## BEGIN

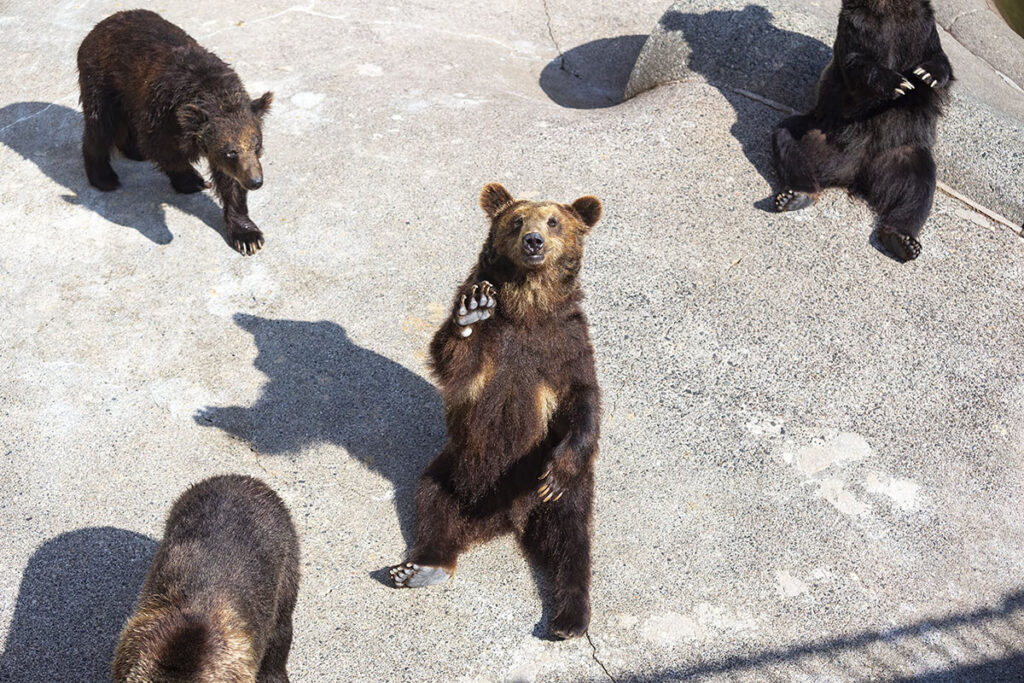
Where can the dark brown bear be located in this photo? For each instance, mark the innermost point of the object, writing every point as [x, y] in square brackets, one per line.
[516, 373]
[151, 90]
[872, 127]
[216, 606]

## END

-- Aim of the exercise --
Can you render all the items above as a two-column CSV with the headers instruction and points, one row per item holding its text and its answer, each in a single quoted field with line breaks replaced by spaces? Leave the pictures out.

-- Expected output --
instruction,points
"Where can the dark brown bear be located in this photo? For each instance, mark the innermost point of the object, writing every point as [x, y] in square brackets, one per line.","[516, 373] [151, 90] [872, 127] [216, 606]"